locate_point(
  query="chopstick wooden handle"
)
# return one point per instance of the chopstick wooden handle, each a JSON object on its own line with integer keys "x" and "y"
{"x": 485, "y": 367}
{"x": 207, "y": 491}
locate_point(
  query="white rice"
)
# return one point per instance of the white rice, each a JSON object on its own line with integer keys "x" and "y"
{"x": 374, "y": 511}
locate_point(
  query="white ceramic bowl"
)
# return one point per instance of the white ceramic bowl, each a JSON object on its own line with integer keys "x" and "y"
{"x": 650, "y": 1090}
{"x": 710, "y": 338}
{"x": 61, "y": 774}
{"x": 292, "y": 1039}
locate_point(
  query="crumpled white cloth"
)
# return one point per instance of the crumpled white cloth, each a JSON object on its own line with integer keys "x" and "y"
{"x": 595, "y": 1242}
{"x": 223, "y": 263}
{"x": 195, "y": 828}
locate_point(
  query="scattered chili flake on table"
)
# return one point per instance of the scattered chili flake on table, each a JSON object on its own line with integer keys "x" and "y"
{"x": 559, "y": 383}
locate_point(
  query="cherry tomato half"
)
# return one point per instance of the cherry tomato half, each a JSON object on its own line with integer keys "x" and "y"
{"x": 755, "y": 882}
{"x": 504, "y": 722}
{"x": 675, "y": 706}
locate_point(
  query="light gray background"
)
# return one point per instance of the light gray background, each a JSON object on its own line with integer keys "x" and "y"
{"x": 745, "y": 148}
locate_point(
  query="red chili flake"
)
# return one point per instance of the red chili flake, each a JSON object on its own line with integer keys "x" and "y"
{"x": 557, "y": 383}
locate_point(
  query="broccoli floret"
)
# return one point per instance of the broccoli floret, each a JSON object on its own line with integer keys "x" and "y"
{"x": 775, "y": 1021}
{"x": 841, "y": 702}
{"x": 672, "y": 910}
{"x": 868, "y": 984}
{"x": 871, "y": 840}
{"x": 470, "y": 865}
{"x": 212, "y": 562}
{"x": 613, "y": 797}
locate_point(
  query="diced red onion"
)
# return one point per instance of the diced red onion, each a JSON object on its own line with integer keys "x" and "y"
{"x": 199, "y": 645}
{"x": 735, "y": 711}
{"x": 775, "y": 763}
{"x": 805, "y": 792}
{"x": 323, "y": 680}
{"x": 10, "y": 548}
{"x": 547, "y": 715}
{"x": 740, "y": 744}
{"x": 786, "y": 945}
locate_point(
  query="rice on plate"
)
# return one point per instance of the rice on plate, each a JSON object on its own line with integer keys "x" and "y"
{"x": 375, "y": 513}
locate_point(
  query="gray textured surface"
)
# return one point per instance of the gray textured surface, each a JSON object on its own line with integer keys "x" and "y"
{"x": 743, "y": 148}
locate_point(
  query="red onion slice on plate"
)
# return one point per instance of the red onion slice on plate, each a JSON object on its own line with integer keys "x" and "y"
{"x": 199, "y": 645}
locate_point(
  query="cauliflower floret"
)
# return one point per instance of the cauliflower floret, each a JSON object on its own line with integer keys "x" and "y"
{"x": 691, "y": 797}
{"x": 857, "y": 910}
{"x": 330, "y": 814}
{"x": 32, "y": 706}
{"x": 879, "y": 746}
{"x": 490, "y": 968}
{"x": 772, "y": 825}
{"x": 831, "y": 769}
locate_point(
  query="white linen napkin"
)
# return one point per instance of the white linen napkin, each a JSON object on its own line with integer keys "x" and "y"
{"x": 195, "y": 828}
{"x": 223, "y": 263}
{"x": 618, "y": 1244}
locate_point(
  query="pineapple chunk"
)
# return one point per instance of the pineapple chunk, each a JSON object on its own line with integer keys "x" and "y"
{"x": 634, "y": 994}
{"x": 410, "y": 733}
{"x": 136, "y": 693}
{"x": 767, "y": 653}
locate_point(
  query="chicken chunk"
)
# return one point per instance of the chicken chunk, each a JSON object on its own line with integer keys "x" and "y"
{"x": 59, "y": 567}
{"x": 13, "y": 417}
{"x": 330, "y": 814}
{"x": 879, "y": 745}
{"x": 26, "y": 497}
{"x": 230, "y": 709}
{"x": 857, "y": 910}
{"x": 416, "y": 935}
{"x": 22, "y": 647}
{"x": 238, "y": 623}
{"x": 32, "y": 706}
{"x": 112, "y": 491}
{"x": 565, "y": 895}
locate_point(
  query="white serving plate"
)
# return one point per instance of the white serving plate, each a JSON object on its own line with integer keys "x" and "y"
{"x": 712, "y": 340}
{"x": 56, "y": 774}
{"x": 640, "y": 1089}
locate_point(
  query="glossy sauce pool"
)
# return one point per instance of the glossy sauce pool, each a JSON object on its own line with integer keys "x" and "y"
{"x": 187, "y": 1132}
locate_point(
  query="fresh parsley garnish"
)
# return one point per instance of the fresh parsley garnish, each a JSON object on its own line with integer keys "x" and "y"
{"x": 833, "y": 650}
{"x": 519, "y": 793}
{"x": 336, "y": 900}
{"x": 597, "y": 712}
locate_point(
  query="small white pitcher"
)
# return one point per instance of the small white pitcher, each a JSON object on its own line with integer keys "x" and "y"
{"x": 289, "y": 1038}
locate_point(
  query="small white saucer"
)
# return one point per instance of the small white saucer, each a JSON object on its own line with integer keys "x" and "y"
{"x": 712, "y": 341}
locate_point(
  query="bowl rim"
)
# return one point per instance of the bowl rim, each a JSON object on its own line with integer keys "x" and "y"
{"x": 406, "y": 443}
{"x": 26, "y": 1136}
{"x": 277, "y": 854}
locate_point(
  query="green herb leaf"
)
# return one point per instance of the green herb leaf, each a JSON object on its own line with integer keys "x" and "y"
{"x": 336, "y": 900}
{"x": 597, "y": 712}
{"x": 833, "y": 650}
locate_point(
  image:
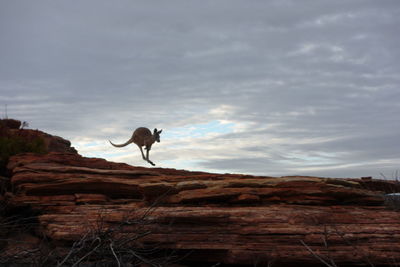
§ §
* Problem requirements:
Pull out each line from the rows above that contains the string "bowl", and copy those lines unchanged.

* Full answer:
  query="white ceramic bowl"
# return one point per instance of the white ceramic bowl, each a JSON object on its own line with integer keys "x" and "y"
  query="bowl rim"
# return one point per instance of the bowl rim, each a JSON object on its own line with integer keys "x" and "y"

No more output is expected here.